— START —

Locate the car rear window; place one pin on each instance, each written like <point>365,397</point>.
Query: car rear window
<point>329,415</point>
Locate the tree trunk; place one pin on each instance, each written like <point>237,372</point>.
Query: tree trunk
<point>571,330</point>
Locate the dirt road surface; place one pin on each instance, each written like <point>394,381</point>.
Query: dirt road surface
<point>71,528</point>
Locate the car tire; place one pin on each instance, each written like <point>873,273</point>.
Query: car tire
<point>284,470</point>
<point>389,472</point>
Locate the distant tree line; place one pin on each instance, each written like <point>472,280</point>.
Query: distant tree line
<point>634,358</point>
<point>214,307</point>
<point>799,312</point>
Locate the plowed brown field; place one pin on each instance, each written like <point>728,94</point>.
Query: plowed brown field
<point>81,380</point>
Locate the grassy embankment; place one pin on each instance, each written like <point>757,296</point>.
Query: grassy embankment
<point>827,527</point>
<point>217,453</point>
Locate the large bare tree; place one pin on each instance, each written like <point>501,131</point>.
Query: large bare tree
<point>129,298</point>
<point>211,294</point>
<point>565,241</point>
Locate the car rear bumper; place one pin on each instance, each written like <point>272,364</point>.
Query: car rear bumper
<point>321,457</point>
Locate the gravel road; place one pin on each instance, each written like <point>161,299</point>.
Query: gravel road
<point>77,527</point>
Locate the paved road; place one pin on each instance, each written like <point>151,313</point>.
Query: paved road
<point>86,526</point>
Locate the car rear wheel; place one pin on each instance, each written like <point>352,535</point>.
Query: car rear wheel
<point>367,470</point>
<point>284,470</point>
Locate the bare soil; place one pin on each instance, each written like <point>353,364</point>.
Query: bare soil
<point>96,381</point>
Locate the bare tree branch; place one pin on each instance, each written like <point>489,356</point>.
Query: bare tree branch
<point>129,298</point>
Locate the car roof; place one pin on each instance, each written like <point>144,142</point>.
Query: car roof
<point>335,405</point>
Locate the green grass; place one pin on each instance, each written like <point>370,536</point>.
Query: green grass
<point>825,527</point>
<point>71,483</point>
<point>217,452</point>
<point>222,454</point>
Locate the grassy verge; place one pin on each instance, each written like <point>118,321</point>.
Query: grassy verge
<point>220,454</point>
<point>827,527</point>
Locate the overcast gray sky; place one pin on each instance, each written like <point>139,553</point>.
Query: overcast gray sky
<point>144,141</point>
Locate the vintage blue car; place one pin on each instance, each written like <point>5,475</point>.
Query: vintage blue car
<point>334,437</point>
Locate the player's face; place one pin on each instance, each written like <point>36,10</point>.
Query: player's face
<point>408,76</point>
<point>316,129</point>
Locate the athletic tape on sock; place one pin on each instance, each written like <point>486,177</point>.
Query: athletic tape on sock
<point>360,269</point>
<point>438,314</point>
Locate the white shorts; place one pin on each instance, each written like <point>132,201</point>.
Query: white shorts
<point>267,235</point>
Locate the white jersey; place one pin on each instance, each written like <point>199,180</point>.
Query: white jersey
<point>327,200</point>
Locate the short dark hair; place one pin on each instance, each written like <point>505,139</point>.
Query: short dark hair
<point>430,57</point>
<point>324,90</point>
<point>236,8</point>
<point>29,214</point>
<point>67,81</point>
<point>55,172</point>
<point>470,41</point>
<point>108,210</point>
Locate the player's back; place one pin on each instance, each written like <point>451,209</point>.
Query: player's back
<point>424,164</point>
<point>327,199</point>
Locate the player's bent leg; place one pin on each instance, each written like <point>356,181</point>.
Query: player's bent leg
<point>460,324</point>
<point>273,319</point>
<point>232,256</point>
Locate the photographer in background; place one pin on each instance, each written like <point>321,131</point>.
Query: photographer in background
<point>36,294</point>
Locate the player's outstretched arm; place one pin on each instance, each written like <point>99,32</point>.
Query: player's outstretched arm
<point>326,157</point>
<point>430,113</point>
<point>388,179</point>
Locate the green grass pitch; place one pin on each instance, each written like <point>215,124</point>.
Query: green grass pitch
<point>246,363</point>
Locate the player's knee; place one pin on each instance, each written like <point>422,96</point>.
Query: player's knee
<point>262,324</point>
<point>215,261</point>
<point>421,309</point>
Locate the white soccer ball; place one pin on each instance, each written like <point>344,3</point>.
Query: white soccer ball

— END —

• **PROBLEM DETAILS**
Everything from the line containing "Locate the vintage" through the final line of the listing, inclusive, must be reproduced exactly; leave out the rest.

• **SOLUTION TO THIS EXERCISE**
Locate the vintage blue car; place one pin on each instance, each written like <point>5,475</point>.
Query: vintage blue car
<point>334,437</point>
Locate the player's face; place one pin on each instance, each written like <point>36,10</point>.
Query: player's face
<point>408,76</point>
<point>316,129</point>
Locate the athletic tape on sock; place one pin on each instance, each written like <point>486,177</point>.
Query: athletic tape on sock
<point>360,269</point>
<point>438,314</point>
Locate the white shorts; place one pin on each instance, each written like <point>132,201</point>.
Query: white shorts
<point>267,235</point>
Locate the white jersey; place one pin on each instance, each written like <point>199,180</point>.
Query: white jersey
<point>327,200</point>
Locate the short dark hair; place one pin on each instance, each written like <point>505,139</point>.
Query: short dark hair
<point>430,57</point>
<point>324,90</point>
<point>236,8</point>
<point>29,214</point>
<point>67,81</point>
<point>55,172</point>
<point>470,41</point>
<point>108,210</point>
Locate the player's back; place one pin on each instance, each written like <point>451,209</point>.
Query: player's back
<point>424,164</point>
<point>327,199</point>
Locate the player's bent leg; place one pin on each instance, each written like <point>356,181</point>.
Query: player's bent leg
<point>460,324</point>
<point>273,319</point>
<point>232,256</point>
Locate the photographer in background; place one pin on each instance, each written like <point>321,131</point>.
Query: photographer in background
<point>36,294</point>
Locate the player's outstretched arm; place one pin on each instance, each written like <point>99,32</point>.
Query: player's outstretched arm
<point>326,157</point>
<point>430,113</point>
<point>388,179</point>
Locate the green grass pitch; place one pin on each instance, each written like <point>215,124</point>.
Query: green grass pitch
<point>246,363</point>
Locate the player's knee; place one pin on each instance, each written like <point>422,96</point>.
Query: player's knee
<point>262,324</point>
<point>215,261</point>
<point>421,309</point>
Locate the white soccer ball; place one pin on each instance, each written like <point>344,3</point>.
Query: white soccer ball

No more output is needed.